1. Your cost for materials. With something like jewelry I purchase my materials at wholesale prices, however I when I calculate my cost I add in retail price for each item. So let's say I purchased five briolette cut orange sapphires on ebay for $6, but the retail price on these items would be $20 a stone. I charge the $20 a stone when calculating my retail price; however, with wholesale I use my actual cost for times.

2. Your time spent producing the end product. If you are a crafter like most of us, you don't punch in on a time clock, so the exact amount of time you spend creating a piece from conception to end result could be a total of 15 hours, off and on for days. Maybe you only spent 15 minutes here and 15 minutes there making your item, but your time does matter. So make an estimate of the amount of time spent each day on that one product. When I make an intricate necklace, it might take me four days to finish the necklace. My actual time spent making each component took me 4 hours a day, for a total of 12 hours on that one piece. That makes this piece special. For jewelry making, it is not unheard of to pay yourself as much as $20 an hour. Therefore, the total labor for the example necklace would be $240 + $100 for materials, total retail cost for this item would be $340.

■ ■ ■ ■ ■

In one to three sentences, explain why the pricing text advises crafters to estimate the time spent each day on a product. The listing that comes next has no connection to the pricing text.

STORED DATA:
■ ■ ■ ■ ■

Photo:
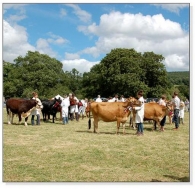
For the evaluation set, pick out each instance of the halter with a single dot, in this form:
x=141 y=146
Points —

■ ■ ■ ■ ■

SOLUTION FOR THIS PROBLEM: Crafters usually don't punch in on a time clock, so the time spent creating a piece from conception to end result may be scattered in short stretches, off and on over several days. Because that time still matters, an estimate of each day's work lets the crafter account for it in the price.